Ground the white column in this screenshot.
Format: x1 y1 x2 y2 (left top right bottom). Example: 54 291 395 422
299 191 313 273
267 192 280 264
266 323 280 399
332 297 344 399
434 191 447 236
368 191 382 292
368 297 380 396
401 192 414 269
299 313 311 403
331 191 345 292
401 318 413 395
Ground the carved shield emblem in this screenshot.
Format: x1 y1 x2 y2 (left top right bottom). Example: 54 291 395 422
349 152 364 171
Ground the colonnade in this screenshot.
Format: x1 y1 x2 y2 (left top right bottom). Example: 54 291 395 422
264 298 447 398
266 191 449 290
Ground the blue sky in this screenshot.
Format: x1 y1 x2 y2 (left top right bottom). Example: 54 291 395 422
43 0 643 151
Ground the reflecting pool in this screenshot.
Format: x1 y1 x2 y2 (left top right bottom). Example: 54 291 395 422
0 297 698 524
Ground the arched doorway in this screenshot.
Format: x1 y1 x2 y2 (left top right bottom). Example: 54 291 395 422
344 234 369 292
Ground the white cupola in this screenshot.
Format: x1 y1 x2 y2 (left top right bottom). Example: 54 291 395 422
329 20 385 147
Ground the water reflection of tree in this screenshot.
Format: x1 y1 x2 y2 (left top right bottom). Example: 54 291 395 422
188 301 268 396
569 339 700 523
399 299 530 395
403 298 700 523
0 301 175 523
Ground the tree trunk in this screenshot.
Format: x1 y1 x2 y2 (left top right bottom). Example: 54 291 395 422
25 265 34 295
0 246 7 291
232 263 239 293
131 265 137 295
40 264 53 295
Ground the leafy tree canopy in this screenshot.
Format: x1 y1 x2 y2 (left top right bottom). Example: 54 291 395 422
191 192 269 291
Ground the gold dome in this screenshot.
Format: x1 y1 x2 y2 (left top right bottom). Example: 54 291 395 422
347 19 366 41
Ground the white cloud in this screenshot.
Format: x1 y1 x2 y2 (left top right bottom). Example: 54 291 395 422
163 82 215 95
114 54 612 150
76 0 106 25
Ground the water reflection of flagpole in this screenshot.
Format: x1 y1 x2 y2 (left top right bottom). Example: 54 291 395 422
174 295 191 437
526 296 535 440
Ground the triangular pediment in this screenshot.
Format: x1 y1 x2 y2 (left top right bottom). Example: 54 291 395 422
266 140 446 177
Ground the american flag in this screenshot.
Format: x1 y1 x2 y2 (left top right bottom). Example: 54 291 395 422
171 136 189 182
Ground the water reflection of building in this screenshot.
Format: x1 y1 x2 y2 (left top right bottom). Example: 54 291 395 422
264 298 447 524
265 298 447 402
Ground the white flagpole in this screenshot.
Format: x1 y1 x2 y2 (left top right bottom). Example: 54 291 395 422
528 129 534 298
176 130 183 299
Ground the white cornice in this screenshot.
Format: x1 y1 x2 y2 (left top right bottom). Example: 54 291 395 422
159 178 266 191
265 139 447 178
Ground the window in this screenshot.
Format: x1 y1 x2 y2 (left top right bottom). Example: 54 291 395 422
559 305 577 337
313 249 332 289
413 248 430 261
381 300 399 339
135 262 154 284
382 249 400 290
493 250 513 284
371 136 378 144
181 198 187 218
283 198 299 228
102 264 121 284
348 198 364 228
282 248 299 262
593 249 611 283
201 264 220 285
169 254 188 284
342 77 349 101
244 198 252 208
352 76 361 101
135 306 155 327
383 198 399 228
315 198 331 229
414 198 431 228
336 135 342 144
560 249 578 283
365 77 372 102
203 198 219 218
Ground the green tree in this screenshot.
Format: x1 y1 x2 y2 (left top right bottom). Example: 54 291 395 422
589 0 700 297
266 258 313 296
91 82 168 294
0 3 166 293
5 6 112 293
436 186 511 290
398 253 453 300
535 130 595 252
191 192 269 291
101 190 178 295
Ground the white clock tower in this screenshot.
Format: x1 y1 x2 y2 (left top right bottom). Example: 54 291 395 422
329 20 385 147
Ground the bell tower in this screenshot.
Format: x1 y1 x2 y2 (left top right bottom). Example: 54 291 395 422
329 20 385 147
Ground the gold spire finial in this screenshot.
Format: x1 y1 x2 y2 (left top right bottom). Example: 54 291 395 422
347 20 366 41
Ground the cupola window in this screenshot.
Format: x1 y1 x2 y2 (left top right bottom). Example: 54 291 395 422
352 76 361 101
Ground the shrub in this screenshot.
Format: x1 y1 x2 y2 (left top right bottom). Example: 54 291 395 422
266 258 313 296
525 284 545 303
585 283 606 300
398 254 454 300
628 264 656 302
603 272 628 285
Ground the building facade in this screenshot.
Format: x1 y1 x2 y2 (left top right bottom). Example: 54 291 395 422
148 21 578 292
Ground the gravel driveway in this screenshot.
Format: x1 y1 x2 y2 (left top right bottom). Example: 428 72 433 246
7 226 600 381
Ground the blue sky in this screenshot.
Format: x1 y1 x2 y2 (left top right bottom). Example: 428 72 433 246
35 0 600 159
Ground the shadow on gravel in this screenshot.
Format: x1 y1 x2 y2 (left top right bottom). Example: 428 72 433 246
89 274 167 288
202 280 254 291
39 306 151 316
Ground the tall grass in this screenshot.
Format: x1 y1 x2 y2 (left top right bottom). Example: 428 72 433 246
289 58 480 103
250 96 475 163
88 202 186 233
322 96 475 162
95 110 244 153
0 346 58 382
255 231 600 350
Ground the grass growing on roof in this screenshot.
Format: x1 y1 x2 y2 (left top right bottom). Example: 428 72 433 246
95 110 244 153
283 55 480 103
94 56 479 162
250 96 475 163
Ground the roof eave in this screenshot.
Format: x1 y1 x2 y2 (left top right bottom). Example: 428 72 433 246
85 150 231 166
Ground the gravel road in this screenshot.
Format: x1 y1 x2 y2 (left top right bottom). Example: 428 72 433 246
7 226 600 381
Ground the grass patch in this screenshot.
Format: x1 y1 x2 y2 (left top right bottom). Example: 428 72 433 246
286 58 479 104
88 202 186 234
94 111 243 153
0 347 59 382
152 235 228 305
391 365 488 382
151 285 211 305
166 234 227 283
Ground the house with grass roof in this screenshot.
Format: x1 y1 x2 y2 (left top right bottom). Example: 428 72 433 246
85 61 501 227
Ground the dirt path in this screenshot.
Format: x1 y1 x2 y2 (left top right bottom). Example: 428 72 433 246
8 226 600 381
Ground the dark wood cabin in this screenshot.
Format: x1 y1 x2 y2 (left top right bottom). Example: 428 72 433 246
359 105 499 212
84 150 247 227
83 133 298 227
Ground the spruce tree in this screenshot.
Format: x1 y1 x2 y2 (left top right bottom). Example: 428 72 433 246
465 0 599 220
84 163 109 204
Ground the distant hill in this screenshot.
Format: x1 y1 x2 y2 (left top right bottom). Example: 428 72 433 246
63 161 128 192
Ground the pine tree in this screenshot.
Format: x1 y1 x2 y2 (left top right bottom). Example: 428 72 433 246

**What the task asks:** Begin at the first line of the entries above and copy every line exactly, ending with the line that contains "Ground the colonnade in this screenshot.".

**Answer for the task:**
Ground the white column in this screenshot.
Format: x1 y1 x2 y2 (left top right bottom). Example: 54 291 395 422
299 191 313 273
267 192 280 264
266 323 280 399
332 297 344 399
434 191 447 236
368 191 382 292
368 297 380 396
401 192 414 269
299 313 311 403
331 191 345 292
401 318 413 395
Ground the carved shield emblem in this screenshot.
Format: x1 y1 x2 y2 (left top right bottom). Example: 54 291 395 422
349 152 364 171
Ground the colonnade in this screenshot.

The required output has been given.